▸ Source extract
——
I think you have to design for the future. As much as you hope for a home run, you build your game on bunts and singles. You improve your processes and tweak your costs. Your turn your clever ideas into reusable IP and build software architectures that dictate good practices for maintenance and expansion. You get as much out of existing technology as you can. You design for manufacturability and yield. All those traditional things one does to hold costs down and stretch the benefits of your research. You assume your competitors are doing the same thing and try to improve continuously, no matter how much Dilbert scoffs.
You need to keep the business going while you assemble your war chest. Why? Because you will have to jump off the cliff soon enough. Not many fans buy tickets to watch defense. They come for the home runs, and the crashes.
To increase your chances of one over the other (why does Wiley Coyote come to mind?), you have to invest in research strategies as much as the research itself so that you will have a profitable place to land. I am not talking about hiring away talent or stealing secrets (which is done with cold war dedication in our very scary world). I am proposing more research consortiums that unite schools and companies to share the resources and risks of research. These partial partnerships can keep costs down and imaginations vivid. They also can keep both the companies and the schools current with industry bests. When the companies feel the research has reached their strengths they can bug off and privatize their special sauce, but the research keeps bubbling, brewing better engineers and scientists as well as birthing new gourmet companies with an innovative product and a reasonable chance of success. Combined research can create a better technology ecosystem, one that will continue to ride and respond to changing demands and possibilities.
(And keep technology editors gainfully employed explaining them. Classic Win-Win!)
——
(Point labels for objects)
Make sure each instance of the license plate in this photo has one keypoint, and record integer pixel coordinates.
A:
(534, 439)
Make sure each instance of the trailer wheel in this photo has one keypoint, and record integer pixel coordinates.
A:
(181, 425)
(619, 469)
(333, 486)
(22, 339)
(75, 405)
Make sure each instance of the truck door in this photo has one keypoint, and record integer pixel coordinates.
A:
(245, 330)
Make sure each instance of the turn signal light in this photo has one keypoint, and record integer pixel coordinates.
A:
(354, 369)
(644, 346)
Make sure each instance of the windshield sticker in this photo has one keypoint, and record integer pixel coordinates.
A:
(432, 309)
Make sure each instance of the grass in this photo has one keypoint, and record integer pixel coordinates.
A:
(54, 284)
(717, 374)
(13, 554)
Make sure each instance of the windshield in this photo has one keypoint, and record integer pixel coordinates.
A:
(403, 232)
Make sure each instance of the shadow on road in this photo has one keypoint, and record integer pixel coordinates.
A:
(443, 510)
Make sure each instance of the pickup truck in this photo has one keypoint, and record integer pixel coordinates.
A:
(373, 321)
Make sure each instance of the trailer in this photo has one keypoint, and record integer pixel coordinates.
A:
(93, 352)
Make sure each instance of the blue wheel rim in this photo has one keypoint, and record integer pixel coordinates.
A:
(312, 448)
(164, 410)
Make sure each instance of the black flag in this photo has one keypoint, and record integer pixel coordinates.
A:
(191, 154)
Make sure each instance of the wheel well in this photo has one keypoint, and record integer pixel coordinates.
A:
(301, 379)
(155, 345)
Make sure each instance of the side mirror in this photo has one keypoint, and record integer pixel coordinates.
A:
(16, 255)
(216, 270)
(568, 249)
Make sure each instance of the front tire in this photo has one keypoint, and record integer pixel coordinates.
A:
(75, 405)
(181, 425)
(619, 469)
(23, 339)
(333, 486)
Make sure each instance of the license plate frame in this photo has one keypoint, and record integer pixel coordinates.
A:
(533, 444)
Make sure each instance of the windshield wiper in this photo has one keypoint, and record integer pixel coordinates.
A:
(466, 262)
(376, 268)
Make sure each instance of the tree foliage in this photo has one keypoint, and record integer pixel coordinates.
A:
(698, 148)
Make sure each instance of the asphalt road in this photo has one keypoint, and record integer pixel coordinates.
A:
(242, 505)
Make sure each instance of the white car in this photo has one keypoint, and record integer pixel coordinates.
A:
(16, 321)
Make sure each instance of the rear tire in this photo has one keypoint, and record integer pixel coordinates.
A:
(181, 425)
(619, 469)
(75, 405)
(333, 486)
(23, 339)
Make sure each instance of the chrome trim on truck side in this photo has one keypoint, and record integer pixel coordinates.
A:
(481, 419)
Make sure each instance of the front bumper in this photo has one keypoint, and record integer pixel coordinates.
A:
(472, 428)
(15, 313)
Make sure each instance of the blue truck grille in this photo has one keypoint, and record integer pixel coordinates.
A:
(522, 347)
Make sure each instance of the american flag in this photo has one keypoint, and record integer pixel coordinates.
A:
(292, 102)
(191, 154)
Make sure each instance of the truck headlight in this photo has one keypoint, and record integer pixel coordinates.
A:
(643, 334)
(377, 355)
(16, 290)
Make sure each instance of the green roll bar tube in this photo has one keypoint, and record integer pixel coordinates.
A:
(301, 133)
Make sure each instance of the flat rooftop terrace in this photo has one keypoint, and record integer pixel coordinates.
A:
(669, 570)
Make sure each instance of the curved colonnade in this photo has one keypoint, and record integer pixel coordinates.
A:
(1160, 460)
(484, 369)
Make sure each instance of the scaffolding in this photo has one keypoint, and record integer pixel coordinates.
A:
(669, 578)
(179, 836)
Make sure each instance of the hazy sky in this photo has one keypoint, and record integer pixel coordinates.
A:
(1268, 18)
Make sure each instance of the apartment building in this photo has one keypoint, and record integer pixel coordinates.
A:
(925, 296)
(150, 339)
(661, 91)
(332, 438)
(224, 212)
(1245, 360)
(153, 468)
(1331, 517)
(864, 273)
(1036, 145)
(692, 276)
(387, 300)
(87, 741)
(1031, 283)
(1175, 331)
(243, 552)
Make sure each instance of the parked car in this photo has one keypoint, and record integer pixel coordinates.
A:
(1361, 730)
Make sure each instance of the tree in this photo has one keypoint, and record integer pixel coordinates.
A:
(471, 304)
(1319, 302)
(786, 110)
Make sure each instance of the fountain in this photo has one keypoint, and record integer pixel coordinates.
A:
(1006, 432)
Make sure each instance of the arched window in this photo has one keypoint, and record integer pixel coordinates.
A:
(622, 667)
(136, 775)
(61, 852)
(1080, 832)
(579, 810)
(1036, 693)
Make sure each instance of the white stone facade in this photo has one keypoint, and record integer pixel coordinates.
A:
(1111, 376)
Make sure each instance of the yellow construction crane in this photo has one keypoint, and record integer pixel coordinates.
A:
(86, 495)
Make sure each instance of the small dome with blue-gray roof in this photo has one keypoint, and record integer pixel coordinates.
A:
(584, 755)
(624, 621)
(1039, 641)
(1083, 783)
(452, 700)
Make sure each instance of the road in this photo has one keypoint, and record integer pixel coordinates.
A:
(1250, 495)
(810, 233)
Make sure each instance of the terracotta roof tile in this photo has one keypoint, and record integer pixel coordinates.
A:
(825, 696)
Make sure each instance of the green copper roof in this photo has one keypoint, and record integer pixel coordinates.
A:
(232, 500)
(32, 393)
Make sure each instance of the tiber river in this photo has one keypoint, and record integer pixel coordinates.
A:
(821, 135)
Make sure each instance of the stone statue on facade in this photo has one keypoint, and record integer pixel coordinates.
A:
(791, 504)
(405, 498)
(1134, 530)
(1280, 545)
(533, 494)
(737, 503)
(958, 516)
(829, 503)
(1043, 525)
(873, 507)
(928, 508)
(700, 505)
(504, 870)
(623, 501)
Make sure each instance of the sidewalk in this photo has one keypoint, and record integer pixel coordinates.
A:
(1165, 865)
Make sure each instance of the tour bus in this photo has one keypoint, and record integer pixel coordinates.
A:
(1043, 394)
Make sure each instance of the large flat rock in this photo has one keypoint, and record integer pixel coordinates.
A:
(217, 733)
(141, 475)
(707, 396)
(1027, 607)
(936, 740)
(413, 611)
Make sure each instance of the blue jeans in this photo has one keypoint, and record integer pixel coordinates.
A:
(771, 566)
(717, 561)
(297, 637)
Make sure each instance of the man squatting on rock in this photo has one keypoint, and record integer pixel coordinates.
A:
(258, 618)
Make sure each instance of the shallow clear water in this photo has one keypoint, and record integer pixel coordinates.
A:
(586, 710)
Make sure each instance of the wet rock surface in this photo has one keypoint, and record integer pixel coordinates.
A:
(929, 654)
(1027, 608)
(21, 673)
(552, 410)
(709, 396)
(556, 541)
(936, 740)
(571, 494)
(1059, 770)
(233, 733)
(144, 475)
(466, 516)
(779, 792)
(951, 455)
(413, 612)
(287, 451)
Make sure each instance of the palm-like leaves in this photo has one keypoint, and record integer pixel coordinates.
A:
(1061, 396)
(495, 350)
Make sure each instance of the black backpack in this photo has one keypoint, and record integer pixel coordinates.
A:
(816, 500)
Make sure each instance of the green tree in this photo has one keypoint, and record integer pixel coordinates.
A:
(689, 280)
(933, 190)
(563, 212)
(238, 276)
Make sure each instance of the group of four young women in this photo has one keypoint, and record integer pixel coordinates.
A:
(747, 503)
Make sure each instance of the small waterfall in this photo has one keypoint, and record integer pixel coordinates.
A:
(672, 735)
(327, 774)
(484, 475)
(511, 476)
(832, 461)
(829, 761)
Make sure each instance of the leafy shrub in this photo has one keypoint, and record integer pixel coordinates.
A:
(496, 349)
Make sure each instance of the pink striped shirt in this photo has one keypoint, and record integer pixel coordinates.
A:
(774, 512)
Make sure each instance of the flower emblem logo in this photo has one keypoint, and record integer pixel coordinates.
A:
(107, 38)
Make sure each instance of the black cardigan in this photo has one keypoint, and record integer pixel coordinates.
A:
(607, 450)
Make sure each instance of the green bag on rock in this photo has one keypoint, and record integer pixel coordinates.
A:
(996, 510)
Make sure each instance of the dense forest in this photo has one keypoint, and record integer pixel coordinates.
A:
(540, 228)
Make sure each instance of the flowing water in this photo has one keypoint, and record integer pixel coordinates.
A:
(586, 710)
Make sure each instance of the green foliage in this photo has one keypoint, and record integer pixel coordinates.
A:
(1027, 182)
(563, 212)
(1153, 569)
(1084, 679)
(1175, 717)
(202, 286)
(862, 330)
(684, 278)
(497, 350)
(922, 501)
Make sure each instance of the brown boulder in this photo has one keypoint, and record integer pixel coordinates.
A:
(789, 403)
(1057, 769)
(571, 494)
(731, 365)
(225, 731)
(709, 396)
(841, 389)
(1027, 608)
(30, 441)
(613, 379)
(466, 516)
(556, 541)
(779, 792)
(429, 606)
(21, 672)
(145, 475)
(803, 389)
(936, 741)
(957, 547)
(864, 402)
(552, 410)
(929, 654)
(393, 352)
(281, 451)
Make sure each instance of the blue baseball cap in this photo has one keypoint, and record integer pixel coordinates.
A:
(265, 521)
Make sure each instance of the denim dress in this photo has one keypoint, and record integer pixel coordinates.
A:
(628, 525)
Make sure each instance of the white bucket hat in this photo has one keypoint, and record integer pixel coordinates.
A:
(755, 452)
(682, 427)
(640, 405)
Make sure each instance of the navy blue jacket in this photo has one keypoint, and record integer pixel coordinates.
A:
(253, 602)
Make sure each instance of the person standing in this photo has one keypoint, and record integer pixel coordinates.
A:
——
▸ Exercise instructions
1 - Condense the paragraph of the source extract that begins "To increase your chances of one over the other" into a bulleted list that keeps its main facts.
2 - Show every line of the listing that contains the string "trailer", treating uppercase and lowercase as different.

▸ Expected results
1 -
- Invest in research strategies as much as in the research itself, so there is a profitable place to land.
- This does not mean hiring away talent or stealing secrets.
- The proposal is more research consortiums that unite schools and companies to share the resources and risks of research.
- These partial partnerships keep costs down and imaginations vivid. They also keep both companies and schools current with industry bests.
- When companies feel the research has reached their strengths, they can leave and privatize their special sauce.
- The research keeps going. It produces better engineers and scientists and new companies with an innovative product and a reasonable chance of success.
- Combined research can create a better technology ecosystem that continues to ride and respond to changing demands and possibilities.

2 -
Make sure each instance of the trailer wheel in this photo has one keypoint, and record integer pixel coordinates.
Make sure each instance of the trailer in this photo has one keypoint, and record integer pixel coordinates.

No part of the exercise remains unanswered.